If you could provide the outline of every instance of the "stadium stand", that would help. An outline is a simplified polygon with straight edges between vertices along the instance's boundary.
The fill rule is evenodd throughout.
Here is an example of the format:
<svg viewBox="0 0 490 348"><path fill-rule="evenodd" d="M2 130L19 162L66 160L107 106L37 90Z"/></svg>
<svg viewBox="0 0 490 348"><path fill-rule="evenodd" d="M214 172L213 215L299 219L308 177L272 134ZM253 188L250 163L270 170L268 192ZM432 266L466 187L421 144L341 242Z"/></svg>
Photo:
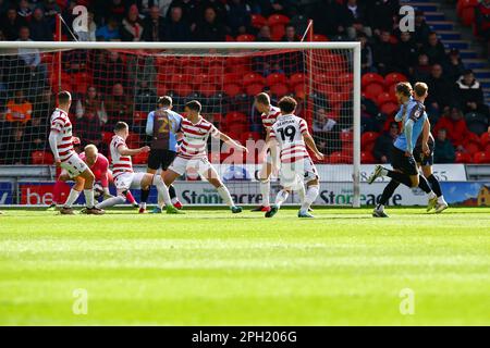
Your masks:
<svg viewBox="0 0 490 348"><path fill-rule="evenodd" d="M28 7L25 8L24 4ZM441 4L432 1L156 1L154 8L145 7L145 1L2 1L0 13L0 40L46 40L56 38L56 14L61 13L65 22L73 22L72 9L76 4L87 5L90 12L88 40L166 40L166 41L287 41L302 36L304 23L298 18L309 17L315 23L314 40L359 40L363 42L363 154L364 163L380 160L375 151L379 137L390 132L393 115L397 110L394 86L402 80L422 80L429 85L430 99L427 110L432 122L433 135L438 137L444 129L446 138L455 149L454 161L458 163L490 163L488 138L490 70L489 63L463 40L455 29L456 24L448 21L441 12ZM270 5L270 3L279 4ZM396 26L401 4L413 5L416 10L415 33L402 34ZM454 4L463 25L471 26L481 45L489 41L490 1L460 0ZM397 20L393 20L397 18ZM393 22L394 21L394 22ZM294 32L289 33L289 27ZM394 29L393 29L394 28ZM297 33L297 34L295 34ZM71 33L63 27L64 39ZM144 140L144 120L150 102L157 95L172 94L175 98L205 96L206 98L229 98L243 102L246 108L215 115L213 121L224 130L238 135L238 138L255 139L261 128L257 117L248 114L250 100L257 92L268 90L275 98L292 94L306 98L308 91L303 87L304 71L301 67L278 66L258 69L246 59L228 58L223 71L222 62L213 58L179 59L157 58L144 63L142 76L150 76L155 71L157 80L142 80L136 88L128 88L127 82L134 74L134 62L130 54L111 52L97 57L87 52L71 52L63 60L62 87L75 95L73 105L75 133L83 145L98 141L102 146L110 140L110 126L118 119L132 121L140 126L128 139L128 144ZM46 74L44 64L52 59L41 54L40 61L30 61L29 54L20 54L25 65L33 66L33 74ZM0 108L1 130L0 150L8 151L26 134L41 133L39 122L32 122L38 115L42 100L28 100L24 96L8 95L5 84L14 78L9 74L9 62L0 57ZM342 65L339 55L336 64ZM403 62L403 63L402 63ZM216 64L215 64L216 63ZM291 67L291 66L290 66ZM146 74L146 75L145 75ZM139 76L139 75L138 75ZM168 78L168 76L171 76ZM187 80L193 76L192 80ZM57 76L46 76L42 86L28 88L49 89ZM315 76L330 80L322 84L320 92L328 96L331 110L323 110L321 120L313 115L310 124L319 132L336 132L336 137L348 141L352 136L348 125L338 124L324 127L328 121L339 121L339 108L350 96L348 90L335 90L335 82L352 76ZM222 82L222 83L221 83ZM91 96L89 90L96 89ZM131 94L128 95L131 90ZM240 101L242 96L245 99ZM130 98L131 97L131 98ZM131 102L130 100L134 100ZM102 105L103 103L103 105ZM27 112L28 109L33 109ZM46 108L46 105L45 105ZM22 120L12 120L12 110ZM216 114L217 110L206 110ZM84 123L87 116L97 116L100 124ZM317 110L316 115L319 114ZM36 127L36 128L33 128ZM328 130L324 130L329 128ZM44 129L42 132L45 132ZM315 132L315 127L314 127ZM444 133L444 132L442 132ZM441 144L445 139L441 135ZM39 144L22 149L22 158L0 159L4 164L50 164L47 148ZM346 161L348 149L336 149L329 157L330 163ZM445 161L450 161L446 157ZM137 161L144 161L142 157Z"/></svg>

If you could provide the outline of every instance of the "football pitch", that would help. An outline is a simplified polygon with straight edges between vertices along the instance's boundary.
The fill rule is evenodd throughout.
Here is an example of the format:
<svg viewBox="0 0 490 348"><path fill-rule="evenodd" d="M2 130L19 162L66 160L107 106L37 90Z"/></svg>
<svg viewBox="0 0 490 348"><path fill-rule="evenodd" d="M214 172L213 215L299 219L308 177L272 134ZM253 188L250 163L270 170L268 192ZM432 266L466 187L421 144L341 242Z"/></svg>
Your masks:
<svg viewBox="0 0 490 348"><path fill-rule="evenodd" d="M0 215L2 325L490 325L490 209Z"/></svg>

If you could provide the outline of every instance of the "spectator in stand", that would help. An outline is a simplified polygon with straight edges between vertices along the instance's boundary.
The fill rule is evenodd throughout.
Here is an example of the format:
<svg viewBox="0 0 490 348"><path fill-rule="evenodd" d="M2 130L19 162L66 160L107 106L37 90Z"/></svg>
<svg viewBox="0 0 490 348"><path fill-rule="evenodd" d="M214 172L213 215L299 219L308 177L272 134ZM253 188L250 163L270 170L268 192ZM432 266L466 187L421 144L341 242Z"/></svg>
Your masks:
<svg viewBox="0 0 490 348"><path fill-rule="evenodd" d="M450 111L444 112L443 116L439 119L433 127L433 133L437 134L441 128L446 129L448 138L456 147L456 150L463 151L465 140L469 138L470 132L466 126L465 119L460 109L452 108Z"/></svg>
<svg viewBox="0 0 490 348"><path fill-rule="evenodd" d="M105 11L103 17L107 18L114 18L118 24L122 22L124 18L124 14L126 13L126 9L124 7L123 0L110 0L108 1Z"/></svg>
<svg viewBox="0 0 490 348"><path fill-rule="evenodd" d="M478 36L487 42L487 53L490 57L490 0L482 0L475 8L475 23Z"/></svg>
<svg viewBox="0 0 490 348"><path fill-rule="evenodd" d="M418 54L418 64L415 65L412 73L412 80L427 80L430 76L431 66L429 65L429 58L426 53Z"/></svg>
<svg viewBox="0 0 490 348"><path fill-rule="evenodd" d="M76 119L79 120L87 113L93 113L97 115L101 123L107 123L107 112L103 100L97 92L97 88L94 86L88 87L86 95L76 102Z"/></svg>
<svg viewBox="0 0 490 348"><path fill-rule="evenodd" d="M360 34L357 37L357 40L360 41L360 69L362 73L373 73L375 69L372 67L372 49L368 42L368 38L366 34Z"/></svg>
<svg viewBox="0 0 490 348"><path fill-rule="evenodd" d="M433 161L434 163L454 163L455 159L456 153L454 146L448 139L448 130L440 128L433 148Z"/></svg>
<svg viewBox="0 0 490 348"><path fill-rule="evenodd" d="M291 25L291 24L286 25L285 34L282 37L281 41L284 41L284 42L299 41L299 37L296 34L296 28L294 27L294 25Z"/></svg>
<svg viewBox="0 0 490 348"><path fill-rule="evenodd" d="M346 36L350 24L347 13L335 0L318 1L313 8L310 17L315 22L315 33L332 38Z"/></svg>
<svg viewBox="0 0 490 348"><path fill-rule="evenodd" d="M136 4L138 5L139 12L145 15L151 15L152 8L156 7L158 9L158 14L160 17L164 18L167 16L167 12L169 11L170 4L172 0L137 0Z"/></svg>
<svg viewBox="0 0 490 348"><path fill-rule="evenodd" d="M120 41L119 24L115 17L109 17L107 24L96 32L98 41Z"/></svg>
<svg viewBox="0 0 490 348"><path fill-rule="evenodd" d="M126 66L117 51L101 51L94 67L94 83L103 95L111 92L115 84L127 84Z"/></svg>
<svg viewBox="0 0 490 348"><path fill-rule="evenodd" d="M375 148L372 154L376 160L380 163L391 163L391 148L393 147L393 141L400 133L400 127L396 122L390 123L390 129L383 132L375 142Z"/></svg>
<svg viewBox="0 0 490 348"><path fill-rule="evenodd" d="M352 22L352 26L347 28L348 39L354 40L356 37L359 37L360 35L371 37L372 36L371 28L365 26L360 20L354 20L354 22Z"/></svg>
<svg viewBox="0 0 490 348"><path fill-rule="evenodd" d="M429 58L430 64L444 64L446 61L444 45L436 33L430 33L427 44L422 47L422 52Z"/></svg>
<svg viewBox="0 0 490 348"><path fill-rule="evenodd" d="M112 87L112 94L108 96L106 101L106 110L108 115L107 129L112 130L119 121L133 124L133 103L132 98L124 95L122 84L115 84Z"/></svg>
<svg viewBox="0 0 490 348"><path fill-rule="evenodd" d="M393 30L393 18L399 15L399 0L376 0L370 1L367 8L367 23L373 34L380 35L385 30Z"/></svg>
<svg viewBox="0 0 490 348"><path fill-rule="evenodd" d="M465 72L465 66L462 59L460 58L460 50L457 48L451 49L443 69L444 75L452 83L455 83L463 75L463 73Z"/></svg>
<svg viewBox="0 0 490 348"><path fill-rule="evenodd" d="M17 14L19 16L25 18L27 22L30 21L30 17L33 16L33 10L30 9L29 2L27 0L19 1Z"/></svg>
<svg viewBox="0 0 490 348"><path fill-rule="evenodd" d="M257 41L260 42L269 42L272 41L271 37L270 37L270 27L267 25L264 25L260 30L257 34Z"/></svg>
<svg viewBox="0 0 490 348"><path fill-rule="evenodd" d="M26 24L26 21L17 15L17 11L14 8L7 10L7 16L2 20L2 32L7 40L15 41L19 38L21 28Z"/></svg>
<svg viewBox="0 0 490 348"><path fill-rule="evenodd" d="M52 41L52 30L45 18L45 12L41 8L34 10L29 30L33 41Z"/></svg>
<svg viewBox="0 0 490 348"><path fill-rule="evenodd" d="M191 27L182 17L182 8L170 8L170 16L166 24L166 41L189 41Z"/></svg>
<svg viewBox="0 0 490 348"><path fill-rule="evenodd" d="M152 5L149 10L148 16L143 24L143 34L145 41L159 42L164 40L164 20L160 15L160 9L157 5Z"/></svg>
<svg viewBox="0 0 490 348"><path fill-rule="evenodd" d="M391 44L390 32L383 30L373 48L375 67L385 75L393 71L394 46Z"/></svg>
<svg viewBox="0 0 490 348"><path fill-rule="evenodd" d="M433 64L430 76L426 80L429 87L429 96L425 104L430 116L439 116L444 109L449 109L453 104L454 85L442 73L442 66Z"/></svg>
<svg viewBox="0 0 490 348"><path fill-rule="evenodd" d="M213 8L205 10L204 18L197 23L194 36L197 41L224 41L224 26L218 22Z"/></svg>
<svg viewBox="0 0 490 348"><path fill-rule="evenodd" d="M402 32L400 34L400 40L394 47L394 62L397 65L397 70L405 75L411 74L411 67L413 69L417 64L417 46L412 40L411 33Z"/></svg>
<svg viewBox="0 0 490 348"><path fill-rule="evenodd" d="M15 97L7 102L5 120L25 125L32 116L33 104L25 98L24 91L17 89Z"/></svg>
<svg viewBox="0 0 490 348"><path fill-rule="evenodd" d="M460 104L464 113L476 112L485 116L489 115L480 83L476 80L471 70L463 73L463 76L456 83L456 87Z"/></svg>
<svg viewBox="0 0 490 348"><path fill-rule="evenodd" d="M415 33L414 33L414 41L417 47L420 49L424 44L427 42L427 38L430 34L430 27L426 23L426 17L422 11L415 11Z"/></svg>
<svg viewBox="0 0 490 348"><path fill-rule="evenodd" d="M242 0L226 3L226 25L232 36L250 33L250 7Z"/></svg>
<svg viewBox="0 0 490 348"><path fill-rule="evenodd" d="M75 133L82 141L82 147L94 144L100 149L102 145L102 122L95 112L86 110L82 119L76 121Z"/></svg>
<svg viewBox="0 0 490 348"><path fill-rule="evenodd" d="M122 21L120 28L121 40L139 42L143 40L144 30L142 23L139 23L138 8L133 4L130 7L127 16Z"/></svg>

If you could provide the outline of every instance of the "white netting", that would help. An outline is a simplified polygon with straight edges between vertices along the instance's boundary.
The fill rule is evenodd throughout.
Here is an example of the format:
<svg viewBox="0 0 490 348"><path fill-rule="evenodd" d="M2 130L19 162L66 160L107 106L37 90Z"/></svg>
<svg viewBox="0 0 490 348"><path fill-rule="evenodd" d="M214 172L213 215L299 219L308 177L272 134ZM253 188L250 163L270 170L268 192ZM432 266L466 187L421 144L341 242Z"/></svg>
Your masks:
<svg viewBox="0 0 490 348"><path fill-rule="evenodd" d="M146 116L158 96L169 95L177 112L199 100L206 119L247 144L246 157L210 144L209 159L232 194L255 203L265 129L253 101L267 91L272 103L285 95L298 101L297 114L327 154L318 163L327 190L353 192L353 49L0 50L0 164L52 164L47 133L59 90L74 97L70 117L81 146L95 144L105 154L118 121L131 125L130 147L147 144ZM146 157L134 163L146 164Z"/></svg>

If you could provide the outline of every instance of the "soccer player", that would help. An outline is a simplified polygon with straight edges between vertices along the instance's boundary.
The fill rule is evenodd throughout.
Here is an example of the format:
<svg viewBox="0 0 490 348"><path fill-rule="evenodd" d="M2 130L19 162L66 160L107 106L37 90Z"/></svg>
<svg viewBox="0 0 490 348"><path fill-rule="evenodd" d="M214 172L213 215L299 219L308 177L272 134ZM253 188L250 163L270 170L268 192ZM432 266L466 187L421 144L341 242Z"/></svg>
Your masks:
<svg viewBox="0 0 490 348"><path fill-rule="evenodd" d="M375 172L369 176L368 184L372 184L380 176L391 177L393 181L388 184L387 191L383 191L380 203L376 207L372 216L388 217L384 213L384 203L388 201L396 183L406 185L409 188L420 187L429 195L428 207L436 207L438 197L430 188L427 179L418 173L417 163L414 158L414 147L422 133L427 120L424 101L427 98L428 87L424 83L417 83L414 87L414 98L412 98L412 86L408 83L396 85L395 94L401 110L395 116L396 122L403 121L403 133L400 134L392 147L392 166L390 171L381 165L377 165Z"/></svg>
<svg viewBox="0 0 490 348"><path fill-rule="evenodd" d="M192 100L185 104L186 119L182 120L181 126L183 133L182 145L175 160L164 175L164 183L169 186L187 170L194 169L209 184L216 187L218 194L233 213L240 213L242 212L242 207L234 204L230 191L221 182L215 167L209 163L206 148L209 135L211 135L213 138L221 139L237 150L245 152L248 152L248 150L218 130L212 123L205 120L200 114L201 109L203 107L197 100Z"/></svg>
<svg viewBox="0 0 490 348"><path fill-rule="evenodd" d="M109 160L102 154L99 153L97 147L93 144L87 145L84 148L84 151L78 154L82 161L84 161L90 171L94 173L95 182L100 183L102 187L103 199L111 198L112 195L109 192L109 183L113 182L112 172L109 170ZM53 187L53 199L52 204L49 206L48 210L54 210L57 204L60 203L61 200L61 191L63 189L63 185L65 182L70 181L70 175L66 171L61 171L60 175L57 178ZM81 190L83 187L83 179L75 178L75 186L77 186L77 190ZM131 195L127 197L128 202L133 204L133 207L138 207L136 200Z"/></svg>
<svg viewBox="0 0 490 348"><path fill-rule="evenodd" d="M72 103L72 95L63 90L58 94L59 107L51 115L51 132L49 134L49 146L54 156L57 167L61 167L68 172L71 178L82 178L83 185L74 186L60 210L61 214L74 214L72 210L73 203L79 196L81 190L84 190L86 214L103 214L103 210L96 208L94 204L94 181L95 176L87 164L81 160L78 154L73 150L72 144L72 123L68 112Z"/></svg>
<svg viewBox="0 0 490 348"><path fill-rule="evenodd" d="M318 160L323 159L323 154L318 150L315 140L308 132L306 121L294 115L297 102L291 97L283 97L279 101L281 115L270 128L269 146L278 146L280 149L280 181L282 189L275 197L275 203L266 212L266 217L277 214L281 204L287 199L291 190L298 190L306 183L306 195L302 201L298 217L314 217L309 208L317 199L319 192L318 172L313 163L306 147L308 147Z"/></svg>
<svg viewBox="0 0 490 348"><path fill-rule="evenodd" d="M127 199L131 188L148 188L155 185L158 190L159 202L167 206L167 213L176 214L179 211L172 206L169 190L163 184L161 176L150 173L134 173L131 157L148 152L149 147L145 146L139 149L128 149L126 146L126 138L130 135L130 127L125 122L118 122L114 127L114 136L110 145L112 159L112 173L114 176L114 185L118 189L118 196L106 199L98 203L98 208L113 207L121 204Z"/></svg>
<svg viewBox="0 0 490 348"><path fill-rule="evenodd" d="M172 98L169 96L160 97L157 101L158 109L148 114L146 122L146 134L151 137L150 152L148 156L147 173L156 174L161 167L161 176L176 157L177 133L181 129L182 116L172 111ZM176 198L175 188L169 186L170 198L176 209L182 209L182 203ZM146 211L146 202L149 196L149 188L142 189L142 202L139 212ZM160 208L154 210L155 213L161 213Z"/></svg>

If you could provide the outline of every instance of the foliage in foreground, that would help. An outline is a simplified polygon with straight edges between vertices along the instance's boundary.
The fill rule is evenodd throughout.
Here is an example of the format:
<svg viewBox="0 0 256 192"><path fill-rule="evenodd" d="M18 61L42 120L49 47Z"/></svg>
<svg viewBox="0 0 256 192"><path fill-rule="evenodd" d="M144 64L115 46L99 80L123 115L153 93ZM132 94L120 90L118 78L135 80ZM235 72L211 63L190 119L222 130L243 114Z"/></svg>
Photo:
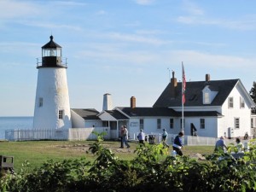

Written exercise: Could you copy out, word for word, everything in the material above from the line containing "of the foliage" down to the end, leaving out the picture?

Task solution:
If you could provide the outline of every instance of the foliage in foreground, that would help. An outline is a simplified polygon with straight edges between vertices along the instance's boundary.
The fill rule is evenodd throughout.
Here is an example of the format:
<svg viewBox="0 0 256 192"><path fill-rule="evenodd" d="M18 61L42 120L49 47Z"/></svg>
<svg viewBox="0 0 256 192"><path fill-rule="evenodd" d="M144 64L115 46L99 80L123 115L153 93ZM132 94L120 90L118 78L135 80ZM235 72L211 63L190 119L222 130L243 114Z"/></svg>
Photo:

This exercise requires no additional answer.